::: RECORDS

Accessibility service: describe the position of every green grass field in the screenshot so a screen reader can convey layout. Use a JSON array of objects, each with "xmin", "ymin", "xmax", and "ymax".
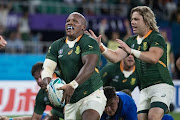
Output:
[{"xmin": 9, "ymin": 112, "xmax": 180, "ymax": 120}]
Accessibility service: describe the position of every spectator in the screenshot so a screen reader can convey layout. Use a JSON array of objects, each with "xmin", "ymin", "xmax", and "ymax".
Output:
[{"xmin": 18, "ymin": 11, "xmax": 31, "ymax": 41}]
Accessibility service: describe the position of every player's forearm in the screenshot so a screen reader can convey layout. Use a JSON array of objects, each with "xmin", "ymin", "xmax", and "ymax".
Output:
[
  {"xmin": 139, "ymin": 52, "xmax": 159, "ymax": 64},
  {"xmin": 176, "ymin": 57, "xmax": 180, "ymax": 70}
]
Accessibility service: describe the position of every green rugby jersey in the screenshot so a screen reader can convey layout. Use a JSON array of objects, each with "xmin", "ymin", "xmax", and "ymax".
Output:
[
  {"xmin": 126, "ymin": 31, "xmax": 173, "ymax": 89},
  {"xmin": 100, "ymin": 61, "xmax": 138, "ymax": 91},
  {"xmin": 34, "ymin": 89, "xmax": 64, "ymax": 118},
  {"xmin": 46, "ymin": 34, "xmax": 103, "ymax": 103}
]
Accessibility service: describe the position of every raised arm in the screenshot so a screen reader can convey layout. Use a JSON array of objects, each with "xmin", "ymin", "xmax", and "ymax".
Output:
[
  {"xmin": 41, "ymin": 59, "xmax": 57, "ymax": 89},
  {"xmin": 117, "ymin": 39, "xmax": 164, "ymax": 64},
  {"xmin": 0, "ymin": 35, "xmax": 7, "ymax": 49},
  {"xmin": 86, "ymin": 30, "xmax": 128, "ymax": 63}
]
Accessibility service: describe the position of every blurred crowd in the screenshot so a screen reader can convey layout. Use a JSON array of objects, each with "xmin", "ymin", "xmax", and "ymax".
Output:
[{"xmin": 0, "ymin": 0, "xmax": 180, "ymax": 78}]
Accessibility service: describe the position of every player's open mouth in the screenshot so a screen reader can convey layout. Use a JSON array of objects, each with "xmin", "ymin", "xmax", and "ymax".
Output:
[{"xmin": 66, "ymin": 26, "xmax": 74, "ymax": 30}]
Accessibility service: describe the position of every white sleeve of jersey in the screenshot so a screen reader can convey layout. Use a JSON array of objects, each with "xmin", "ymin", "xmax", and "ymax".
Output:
[{"xmin": 41, "ymin": 59, "xmax": 57, "ymax": 80}]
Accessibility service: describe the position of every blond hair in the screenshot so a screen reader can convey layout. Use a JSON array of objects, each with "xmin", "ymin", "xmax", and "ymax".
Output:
[{"xmin": 131, "ymin": 6, "xmax": 159, "ymax": 32}]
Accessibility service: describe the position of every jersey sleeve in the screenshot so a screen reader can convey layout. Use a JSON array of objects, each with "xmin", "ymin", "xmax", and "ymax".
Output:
[
  {"xmin": 46, "ymin": 41, "xmax": 60, "ymax": 63},
  {"xmin": 100, "ymin": 65, "xmax": 111, "ymax": 86},
  {"xmin": 34, "ymin": 89, "xmax": 46, "ymax": 115},
  {"xmin": 81, "ymin": 37, "xmax": 100, "ymax": 56},
  {"xmin": 150, "ymin": 34, "xmax": 166, "ymax": 50}
]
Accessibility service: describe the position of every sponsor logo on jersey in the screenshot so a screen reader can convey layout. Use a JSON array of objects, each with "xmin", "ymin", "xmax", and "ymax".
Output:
[
  {"xmin": 131, "ymin": 44, "xmax": 134, "ymax": 48},
  {"xmin": 58, "ymin": 49, "xmax": 63, "ymax": 58},
  {"xmin": 143, "ymin": 42, "xmax": 148, "ymax": 51},
  {"xmin": 75, "ymin": 46, "xmax": 81, "ymax": 54},
  {"xmin": 83, "ymin": 91, "xmax": 88, "ymax": 95},
  {"xmin": 131, "ymin": 78, "xmax": 136, "ymax": 85},
  {"xmin": 68, "ymin": 49, "xmax": 73, "ymax": 55},
  {"xmin": 122, "ymin": 79, "xmax": 127, "ymax": 83},
  {"xmin": 161, "ymin": 94, "xmax": 166, "ymax": 97},
  {"xmin": 48, "ymin": 46, "xmax": 51, "ymax": 53},
  {"xmin": 88, "ymin": 45, "xmax": 93, "ymax": 49}
]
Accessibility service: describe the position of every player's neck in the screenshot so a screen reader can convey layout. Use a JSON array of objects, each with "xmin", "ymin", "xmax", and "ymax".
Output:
[{"xmin": 138, "ymin": 28, "xmax": 150, "ymax": 38}]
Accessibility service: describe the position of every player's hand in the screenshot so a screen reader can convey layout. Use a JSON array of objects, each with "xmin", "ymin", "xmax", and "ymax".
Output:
[
  {"xmin": 116, "ymin": 39, "xmax": 131, "ymax": 54},
  {"xmin": 85, "ymin": 30, "xmax": 102, "ymax": 46},
  {"xmin": 0, "ymin": 35, "xmax": 7, "ymax": 49},
  {"xmin": 57, "ymin": 84, "xmax": 75, "ymax": 104},
  {"xmin": 0, "ymin": 116, "xmax": 9, "ymax": 120}
]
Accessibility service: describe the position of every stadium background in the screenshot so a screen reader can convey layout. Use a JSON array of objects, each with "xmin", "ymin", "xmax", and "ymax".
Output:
[{"xmin": 0, "ymin": 0, "xmax": 180, "ymax": 120}]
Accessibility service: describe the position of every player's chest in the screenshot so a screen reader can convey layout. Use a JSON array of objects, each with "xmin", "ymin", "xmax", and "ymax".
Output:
[{"xmin": 58, "ymin": 44, "xmax": 82, "ymax": 61}]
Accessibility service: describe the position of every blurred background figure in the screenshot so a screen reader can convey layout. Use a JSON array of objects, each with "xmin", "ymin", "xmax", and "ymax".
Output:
[{"xmin": 6, "ymin": 31, "xmax": 24, "ymax": 53}]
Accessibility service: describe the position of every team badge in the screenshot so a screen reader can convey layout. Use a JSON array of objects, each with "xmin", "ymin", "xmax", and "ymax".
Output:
[
  {"xmin": 103, "ymin": 72, "xmax": 107, "ymax": 77},
  {"xmin": 122, "ymin": 79, "xmax": 127, "ymax": 83},
  {"xmin": 83, "ymin": 91, "xmax": 88, "ymax": 95},
  {"xmin": 75, "ymin": 46, "xmax": 81, "ymax": 54},
  {"xmin": 131, "ymin": 44, "xmax": 134, "ymax": 48},
  {"xmin": 143, "ymin": 42, "xmax": 148, "ymax": 51},
  {"xmin": 48, "ymin": 46, "xmax": 51, "ymax": 53},
  {"xmin": 131, "ymin": 78, "xmax": 136, "ymax": 85},
  {"xmin": 68, "ymin": 49, "xmax": 73, "ymax": 55},
  {"xmin": 58, "ymin": 49, "xmax": 63, "ymax": 58}
]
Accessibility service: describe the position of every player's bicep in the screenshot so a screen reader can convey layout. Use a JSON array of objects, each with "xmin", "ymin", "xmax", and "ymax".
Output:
[
  {"xmin": 82, "ymin": 54, "xmax": 99, "ymax": 67},
  {"xmin": 32, "ymin": 112, "xmax": 42, "ymax": 120}
]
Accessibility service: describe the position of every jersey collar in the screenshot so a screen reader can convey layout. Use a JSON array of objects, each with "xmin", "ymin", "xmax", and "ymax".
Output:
[
  {"xmin": 137, "ymin": 30, "xmax": 152, "ymax": 40},
  {"xmin": 66, "ymin": 35, "xmax": 83, "ymax": 43}
]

::::::

● DIRECTION
Reproduce the listing above, starting with the line containing "Accessibility service: describe the position of every team" and going on through the end of the listing, with the requests left unchanged. In the outputs, multiply every bounding-box coordinate by 2.1 and round to whole numbers, with halves rounded up.

● RESULT OF THE EXERCISE
Accessibility service: describe the position of every team badge in the screenshot so a screen reader can convey layout. Use a JSON array of objects, each with "xmin", "ymin", "xmax", and "ymax".
Output:
[
  {"xmin": 216, "ymin": 151, "xmax": 225, "ymax": 162},
  {"xmin": 256, "ymin": 166, "xmax": 267, "ymax": 174},
  {"xmin": 174, "ymin": 191, "xmax": 185, "ymax": 200},
  {"xmin": 158, "ymin": 97, "xmax": 170, "ymax": 113},
  {"xmin": 275, "ymin": 92, "xmax": 281, "ymax": 101},
  {"xmin": 300, "ymin": 88, "xmax": 311, "ymax": 107},
  {"xmin": 101, "ymin": 97, "xmax": 107, "ymax": 111},
  {"xmin": 275, "ymin": 164, "xmax": 286, "ymax": 179},
  {"xmin": 143, "ymin": 103, "xmax": 153, "ymax": 116},
  {"xmin": 122, "ymin": 103, "xmax": 132, "ymax": 122}
]
Accessibility service: describe the position of every player's bicep in the screenshot so a screen reader can convey layout. Use a JSON array of objects, each with "xmin", "ymin", "xmax", and "ymax".
Output:
[
  {"xmin": 172, "ymin": 113, "xmax": 208, "ymax": 141},
  {"xmin": 67, "ymin": 235, "xmax": 88, "ymax": 252}
]
Accessibility service: describe the position of every jersey collar in the screenshot so a screen reader can convey layout. Use a JSON array of objects, each with "xmin", "ymin", "xmax", and "ymax".
Output:
[
  {"xmin": 288, "ymin": 63, "xmax": 319, "ymax": 84},
  {"xmin": 139, "ymin": 74, "xmax": 174, "ymax": 90}
]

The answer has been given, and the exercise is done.